What this task involves: Repeat each entry exactly; omit all pictures.

Provided data:
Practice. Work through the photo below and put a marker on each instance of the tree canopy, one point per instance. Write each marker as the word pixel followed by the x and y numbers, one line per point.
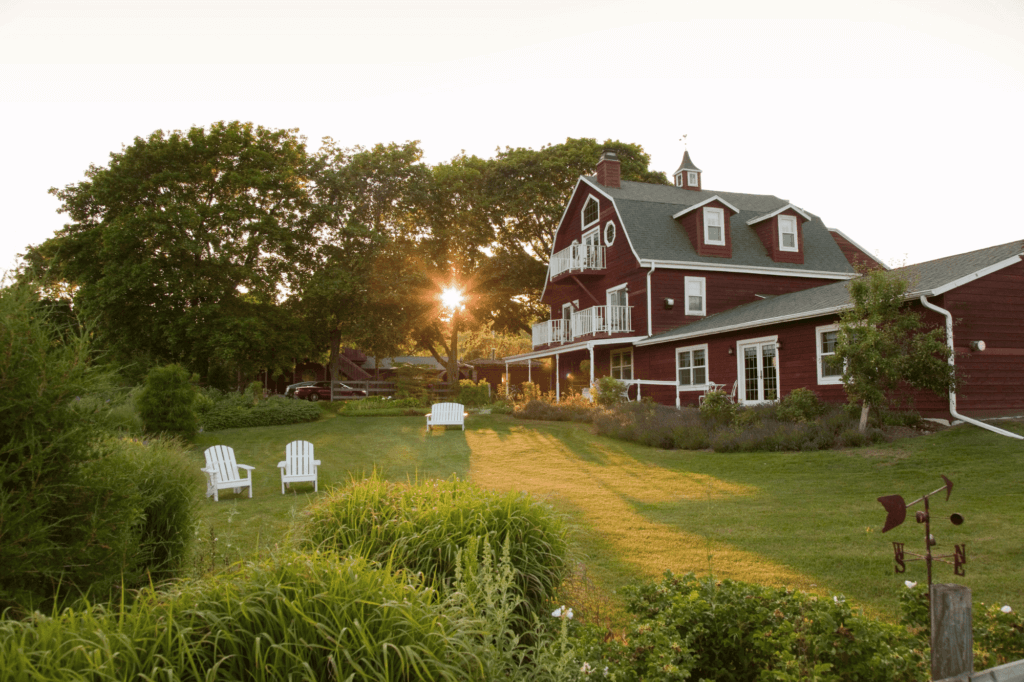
pixel 231 245
pixel 885 345
pixel 181 249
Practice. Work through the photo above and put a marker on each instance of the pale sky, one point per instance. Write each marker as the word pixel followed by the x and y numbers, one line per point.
pixel 899 122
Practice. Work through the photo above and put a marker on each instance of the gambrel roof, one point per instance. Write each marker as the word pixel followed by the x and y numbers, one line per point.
pixel 929 279
pixel 646 212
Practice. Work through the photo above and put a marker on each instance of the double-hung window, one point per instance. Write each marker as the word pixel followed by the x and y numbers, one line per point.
pixel 695 296
pixel 691 368
pixel 714 226
pixel 787 233
pixel 622 364
pixel 829 366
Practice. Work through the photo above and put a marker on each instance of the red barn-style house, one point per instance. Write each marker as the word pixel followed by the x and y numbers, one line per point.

Solution to the exercise:
Practice. Work through the photo below and put a marker on each instance of the tree canopy, one point per instance. Write each marker as the word pixel followed by the x and y numbers, one line per point.
pixel 231 245
pixel 885 345
pixel 181 249
Practice. Work through the photo above and put a marker on each instance of the pale sky, one point per instance. Write each marker as the word pixel followed by the x and y numbers, one line per point.
pixel 899 122
Practice. Work through the photo above and put a marker on each instance of the gambrel roof, one point per instance. Write each marker as the word pixel followed by the x and y numbers, one line per point.
pixel 929 279
pixel 646 212
Practice. Work through the photo above and put a marker on each instance of the double-hung window, one point per instance. Write each marker as the word pixel followed by the x and y numbers, one line per point.
pixel 695 296
pixel 691 368
pixel 714 226
pixel 787 233
pixel 622 364
pixel 829 366
Practice. Work through the photo above and put a marker on each instance of the red barn-style house, one point per instance. Write each marker as the word pixel followed by the x and y numbers, one line per point.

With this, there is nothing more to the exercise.